● What you will do
Consider the data that follows and state how many lines contain the string "gray", using the number alone.

[Stored data entries]
▼
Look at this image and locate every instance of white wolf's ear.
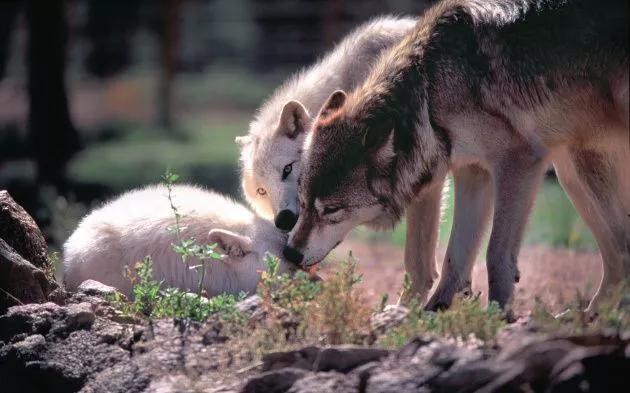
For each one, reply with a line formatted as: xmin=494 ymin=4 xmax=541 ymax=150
xmin=235 ymin=135 xmax=251 ymax=146
xmin=318 ymin=90 xmax=347 ymax=120
xmin=208 ymin=229 xmax=253 ymax=258
xmin=278 ymin=101 xmax=310 ymax=139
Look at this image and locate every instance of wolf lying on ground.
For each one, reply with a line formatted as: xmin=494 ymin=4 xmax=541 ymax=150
xmin=285 ymin=0 xmax=629 ymax=314
xmin=236 ymin=16 xmax=418 ymax=232
xmin=63 ymin=185 xmax=294 ymax=297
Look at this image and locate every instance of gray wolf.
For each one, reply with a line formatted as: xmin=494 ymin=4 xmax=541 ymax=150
xmin=285 ymin=0 xmax=629 ymax=314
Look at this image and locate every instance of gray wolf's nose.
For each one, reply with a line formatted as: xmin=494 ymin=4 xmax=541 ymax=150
xmin=275 ymin=209 xmax=298 ymax=231
xmin=283 ymin=245 xmax=303 ymax=265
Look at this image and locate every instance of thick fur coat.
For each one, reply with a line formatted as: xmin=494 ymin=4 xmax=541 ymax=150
xmin=237 ymin=16 xmax=418 ymax=231
xmin=287 ymin=0 xmax=629 ymax=313
xmin=63 ymin=185 xmax=291 ymax=297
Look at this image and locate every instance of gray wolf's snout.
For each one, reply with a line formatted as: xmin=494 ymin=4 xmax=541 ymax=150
xmin=275 ymin=209 xmax=298 ymax=231
xmin=283 ymin=245 xmax=304 ymax=265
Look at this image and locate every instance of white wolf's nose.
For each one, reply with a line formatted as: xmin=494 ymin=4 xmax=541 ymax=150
xmin=275 ymin=209 xmax=298 ymax=231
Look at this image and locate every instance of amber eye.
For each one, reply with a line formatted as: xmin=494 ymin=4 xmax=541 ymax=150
xmin=256 ymin=187 xmax=267 ymax=196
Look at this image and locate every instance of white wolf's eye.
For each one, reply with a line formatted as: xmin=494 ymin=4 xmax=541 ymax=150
xmin=256 ymin=187 xmax=267 ymax=196
xmin=282 ymin=163 xmax=293 ymax=180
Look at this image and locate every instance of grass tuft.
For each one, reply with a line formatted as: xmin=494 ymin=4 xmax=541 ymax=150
xmin=379 ymin=295 xmax=506 ymax=347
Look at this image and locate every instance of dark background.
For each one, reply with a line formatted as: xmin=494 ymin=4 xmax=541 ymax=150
xmin=0 ymin=0 xmax=594 ymax=252
xmin=0 ymin=0 xmax=434 ymax=248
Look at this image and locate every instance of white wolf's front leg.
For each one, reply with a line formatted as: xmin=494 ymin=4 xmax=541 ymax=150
xmin=426 ymin=165 xmax=493 ymax=310
xmin=401 ymin=178 xmax=445 ymax=305
xmin=486 ymin=151 xmax=546 ymax=309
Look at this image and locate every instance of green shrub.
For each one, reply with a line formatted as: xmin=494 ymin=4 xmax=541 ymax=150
xmin=379 ymin=295 xmax=506 ymax=347
xmin=108 ymin=256 xmax=244 ymax=323
xmin=531 ymin=284 xmax=630 ymax=334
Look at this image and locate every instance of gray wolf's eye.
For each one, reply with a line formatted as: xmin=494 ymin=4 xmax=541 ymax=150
xmin=256 ymin=187 xmax=267 ymax=196
xmin=322 ymin=205 xmax=343 ymax=215
xmin=282 ymin=163 xmax=293 ymax=180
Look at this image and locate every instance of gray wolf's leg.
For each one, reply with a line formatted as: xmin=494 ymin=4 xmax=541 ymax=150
xmin=553 ymin=146 xmax=630 ymax=315
xmin=426 ymin=165 xmax=493 ymax=310
xmin=486 ymin=150 xmax=546 ymax=309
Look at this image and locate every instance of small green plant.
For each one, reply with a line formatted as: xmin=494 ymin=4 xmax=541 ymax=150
xmin=379 ymin=295 xmax=506 ymax=347
xmin=162 ymin=170 xmax=224 ymax=296
xmin=131 ymin=256 xmax=163 ymax=317
xmin=531 ymin=284 xmax=630 ymax=334
xmin=108 ymin=256 xmax=244 ymax=323
xmin=306 ymin=256 xmax=370 ymax=345
xmin=258 ymin=254 xmax=322 ymax=317
xmin=44 ymin=252 xmax=61 ymax=283
xmin=397 ymin=272 xmax=414 ymax=304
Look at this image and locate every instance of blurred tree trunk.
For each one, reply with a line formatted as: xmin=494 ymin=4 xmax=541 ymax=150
xmin=0 ymin=1 xmax=20 ymax=81
xmin=158 ymin=0 xmax=181 ymax=131
xmin=26 ymin=0 xmax=78 ymax=191
xmin=251 ymin=0 xmax=323 ymax=71
xmin=322 ymin=0 xmax=344 ymax=49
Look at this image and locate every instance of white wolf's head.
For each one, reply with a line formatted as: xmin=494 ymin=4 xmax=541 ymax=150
xmin=237 ymin=100 xmax=310 ymax=232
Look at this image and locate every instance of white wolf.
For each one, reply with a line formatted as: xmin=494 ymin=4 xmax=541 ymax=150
xmin=236 ymin=16 xmax=418 ymax=231
xmin=63 ymin=185 xmax=293 ymax=297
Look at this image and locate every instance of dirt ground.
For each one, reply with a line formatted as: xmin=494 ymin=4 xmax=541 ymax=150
xmin=322 ymin=239 xmax=601 ymax=316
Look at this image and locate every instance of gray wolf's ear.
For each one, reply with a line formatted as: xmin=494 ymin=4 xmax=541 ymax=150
xmin=235 ymin=135 xmax=251 ymax=146
xmin=278 ymin=100 xmax=310 ymax=139
xmin=363 ymin=118 xmax=395 ymax=171
xmin=319 ymin=90 xmax=347 ymax=120
xmin=208 ymin=229 xmax=253 ymax=258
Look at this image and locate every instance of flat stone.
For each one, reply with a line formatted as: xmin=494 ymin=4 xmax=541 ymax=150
xmin=66 ymin=302 xmax=95 ymax=331
xmin=288 ymin=371 xmax=359 ymax=393
xmin=242 ymin=367 xmax=307 ymax=393
xmin=371 ymin=305 xmax=410 ymax=338
xmin=263 ymin=345 xmax=390 ymax=373
xmin=236 ymin=295 xmax=263 ymax=316
xmin=78 ymin=279 xmax=119 ymax=297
▲
● Exercise solution
6